## WHAT NEEDS TO BE DONE
Select the lines of the records containing the word "pink" and list them.

───── RECORDS FOR THIS TASK

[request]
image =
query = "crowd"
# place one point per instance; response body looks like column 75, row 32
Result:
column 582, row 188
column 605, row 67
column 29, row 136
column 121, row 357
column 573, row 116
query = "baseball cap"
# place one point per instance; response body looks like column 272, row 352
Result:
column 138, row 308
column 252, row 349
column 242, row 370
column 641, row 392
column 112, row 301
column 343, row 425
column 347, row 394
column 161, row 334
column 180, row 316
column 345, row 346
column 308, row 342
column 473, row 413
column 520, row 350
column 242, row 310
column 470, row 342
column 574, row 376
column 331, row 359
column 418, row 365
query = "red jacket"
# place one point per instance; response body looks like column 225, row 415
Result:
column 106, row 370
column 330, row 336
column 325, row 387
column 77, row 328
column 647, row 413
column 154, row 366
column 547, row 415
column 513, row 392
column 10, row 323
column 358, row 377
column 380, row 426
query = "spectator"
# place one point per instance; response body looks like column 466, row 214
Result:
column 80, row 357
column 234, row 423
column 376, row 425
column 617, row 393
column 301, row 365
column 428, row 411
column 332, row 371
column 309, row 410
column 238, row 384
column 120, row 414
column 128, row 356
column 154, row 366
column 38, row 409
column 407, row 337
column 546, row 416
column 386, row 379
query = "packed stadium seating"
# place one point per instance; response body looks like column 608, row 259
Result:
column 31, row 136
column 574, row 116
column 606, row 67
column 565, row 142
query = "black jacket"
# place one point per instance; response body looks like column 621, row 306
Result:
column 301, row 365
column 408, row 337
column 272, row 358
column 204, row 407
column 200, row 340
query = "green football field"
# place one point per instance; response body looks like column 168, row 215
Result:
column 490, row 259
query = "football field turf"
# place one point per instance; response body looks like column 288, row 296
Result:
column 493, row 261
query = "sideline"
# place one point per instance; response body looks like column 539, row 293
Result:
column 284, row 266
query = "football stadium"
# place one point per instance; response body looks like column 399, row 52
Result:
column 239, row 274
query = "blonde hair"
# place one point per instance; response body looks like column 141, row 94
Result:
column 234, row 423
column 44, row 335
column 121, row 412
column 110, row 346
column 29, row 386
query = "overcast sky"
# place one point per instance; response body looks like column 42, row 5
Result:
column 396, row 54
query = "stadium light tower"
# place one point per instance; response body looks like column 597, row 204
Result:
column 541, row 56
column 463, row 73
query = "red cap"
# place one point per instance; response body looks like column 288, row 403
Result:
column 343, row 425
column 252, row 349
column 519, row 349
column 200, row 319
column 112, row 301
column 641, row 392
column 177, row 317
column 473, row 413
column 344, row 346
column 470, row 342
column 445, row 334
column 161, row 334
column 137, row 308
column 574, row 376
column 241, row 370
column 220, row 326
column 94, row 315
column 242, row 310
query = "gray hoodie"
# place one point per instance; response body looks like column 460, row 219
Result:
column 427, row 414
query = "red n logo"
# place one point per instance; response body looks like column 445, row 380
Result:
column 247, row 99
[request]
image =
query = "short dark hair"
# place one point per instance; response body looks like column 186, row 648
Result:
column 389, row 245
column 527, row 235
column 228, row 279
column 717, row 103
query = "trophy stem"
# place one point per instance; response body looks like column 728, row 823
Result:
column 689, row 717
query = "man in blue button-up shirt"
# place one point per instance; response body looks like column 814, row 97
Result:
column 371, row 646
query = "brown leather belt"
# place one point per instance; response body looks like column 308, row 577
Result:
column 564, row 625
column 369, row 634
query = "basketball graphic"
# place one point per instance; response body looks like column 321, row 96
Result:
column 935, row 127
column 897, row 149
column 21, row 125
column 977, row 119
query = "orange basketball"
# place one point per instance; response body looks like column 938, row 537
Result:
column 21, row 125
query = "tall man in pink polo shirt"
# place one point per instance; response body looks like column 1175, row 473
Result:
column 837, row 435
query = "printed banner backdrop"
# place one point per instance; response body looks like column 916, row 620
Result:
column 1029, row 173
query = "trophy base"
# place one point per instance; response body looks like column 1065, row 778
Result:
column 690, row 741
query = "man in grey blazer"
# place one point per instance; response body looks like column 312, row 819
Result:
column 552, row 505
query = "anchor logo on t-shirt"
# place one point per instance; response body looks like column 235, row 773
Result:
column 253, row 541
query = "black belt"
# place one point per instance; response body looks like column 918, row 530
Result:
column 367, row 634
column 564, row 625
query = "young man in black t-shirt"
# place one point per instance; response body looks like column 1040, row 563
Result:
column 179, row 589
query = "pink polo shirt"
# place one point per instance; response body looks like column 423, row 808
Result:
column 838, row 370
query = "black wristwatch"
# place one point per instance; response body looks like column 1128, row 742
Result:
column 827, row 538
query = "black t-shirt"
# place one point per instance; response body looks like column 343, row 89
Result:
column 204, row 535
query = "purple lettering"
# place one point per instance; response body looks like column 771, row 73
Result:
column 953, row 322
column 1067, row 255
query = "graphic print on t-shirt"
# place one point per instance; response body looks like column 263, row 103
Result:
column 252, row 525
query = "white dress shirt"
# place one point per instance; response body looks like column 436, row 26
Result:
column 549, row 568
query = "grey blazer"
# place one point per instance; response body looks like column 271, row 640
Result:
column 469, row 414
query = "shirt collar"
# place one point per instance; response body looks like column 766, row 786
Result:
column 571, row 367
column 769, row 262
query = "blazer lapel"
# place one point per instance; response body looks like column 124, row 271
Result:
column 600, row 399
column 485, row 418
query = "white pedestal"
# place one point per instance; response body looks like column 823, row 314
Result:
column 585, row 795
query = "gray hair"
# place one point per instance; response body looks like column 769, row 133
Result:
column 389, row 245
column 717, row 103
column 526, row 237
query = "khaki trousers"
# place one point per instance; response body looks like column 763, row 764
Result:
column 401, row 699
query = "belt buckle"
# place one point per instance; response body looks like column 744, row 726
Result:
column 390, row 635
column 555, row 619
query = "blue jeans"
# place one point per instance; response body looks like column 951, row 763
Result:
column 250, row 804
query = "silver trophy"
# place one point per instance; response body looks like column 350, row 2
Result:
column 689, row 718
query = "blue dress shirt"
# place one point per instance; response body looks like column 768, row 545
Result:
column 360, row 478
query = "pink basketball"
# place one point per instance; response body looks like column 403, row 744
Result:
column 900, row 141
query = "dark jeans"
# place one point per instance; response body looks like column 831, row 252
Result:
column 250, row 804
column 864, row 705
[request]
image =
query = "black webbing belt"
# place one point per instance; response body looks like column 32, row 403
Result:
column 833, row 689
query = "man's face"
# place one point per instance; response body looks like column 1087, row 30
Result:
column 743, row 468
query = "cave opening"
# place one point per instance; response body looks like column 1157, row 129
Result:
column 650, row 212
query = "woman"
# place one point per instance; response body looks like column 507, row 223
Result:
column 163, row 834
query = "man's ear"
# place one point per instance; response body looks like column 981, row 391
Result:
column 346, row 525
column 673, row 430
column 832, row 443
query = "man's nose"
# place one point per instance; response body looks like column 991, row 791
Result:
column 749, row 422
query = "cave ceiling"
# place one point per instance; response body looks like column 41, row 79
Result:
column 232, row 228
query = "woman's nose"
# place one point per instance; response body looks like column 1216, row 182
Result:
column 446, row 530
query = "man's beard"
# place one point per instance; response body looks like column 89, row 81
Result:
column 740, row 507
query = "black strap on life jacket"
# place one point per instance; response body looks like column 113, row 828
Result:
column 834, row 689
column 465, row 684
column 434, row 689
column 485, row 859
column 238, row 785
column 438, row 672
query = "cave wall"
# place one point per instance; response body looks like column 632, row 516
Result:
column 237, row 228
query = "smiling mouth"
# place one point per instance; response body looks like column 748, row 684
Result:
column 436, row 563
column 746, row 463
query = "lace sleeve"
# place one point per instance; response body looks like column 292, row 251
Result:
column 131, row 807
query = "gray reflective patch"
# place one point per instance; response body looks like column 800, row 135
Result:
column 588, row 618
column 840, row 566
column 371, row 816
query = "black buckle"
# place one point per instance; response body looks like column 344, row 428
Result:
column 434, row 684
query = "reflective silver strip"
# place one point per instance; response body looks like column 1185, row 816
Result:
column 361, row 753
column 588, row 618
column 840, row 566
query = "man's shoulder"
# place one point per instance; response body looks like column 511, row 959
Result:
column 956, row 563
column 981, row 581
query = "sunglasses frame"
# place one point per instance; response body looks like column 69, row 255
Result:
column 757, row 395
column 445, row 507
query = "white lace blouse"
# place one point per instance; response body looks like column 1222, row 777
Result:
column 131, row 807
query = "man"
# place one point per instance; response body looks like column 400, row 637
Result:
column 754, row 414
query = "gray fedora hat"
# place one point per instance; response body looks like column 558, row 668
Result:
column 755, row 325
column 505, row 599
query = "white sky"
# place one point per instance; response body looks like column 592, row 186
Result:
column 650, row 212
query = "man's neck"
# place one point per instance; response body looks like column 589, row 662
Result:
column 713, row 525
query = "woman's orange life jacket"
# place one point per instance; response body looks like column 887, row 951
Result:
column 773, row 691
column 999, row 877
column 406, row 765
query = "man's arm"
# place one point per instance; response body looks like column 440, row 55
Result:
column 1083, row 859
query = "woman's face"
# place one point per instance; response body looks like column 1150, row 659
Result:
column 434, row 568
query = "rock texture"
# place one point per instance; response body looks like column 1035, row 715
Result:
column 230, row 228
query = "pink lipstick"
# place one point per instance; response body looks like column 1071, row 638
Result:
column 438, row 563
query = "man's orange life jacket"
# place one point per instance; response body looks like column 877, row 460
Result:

──────────

## ANSWER BELOW
query = "tall man in pink polo shirt"
query = "pink polo shirt"
query = "pink basketball"
query = "pink lipstick"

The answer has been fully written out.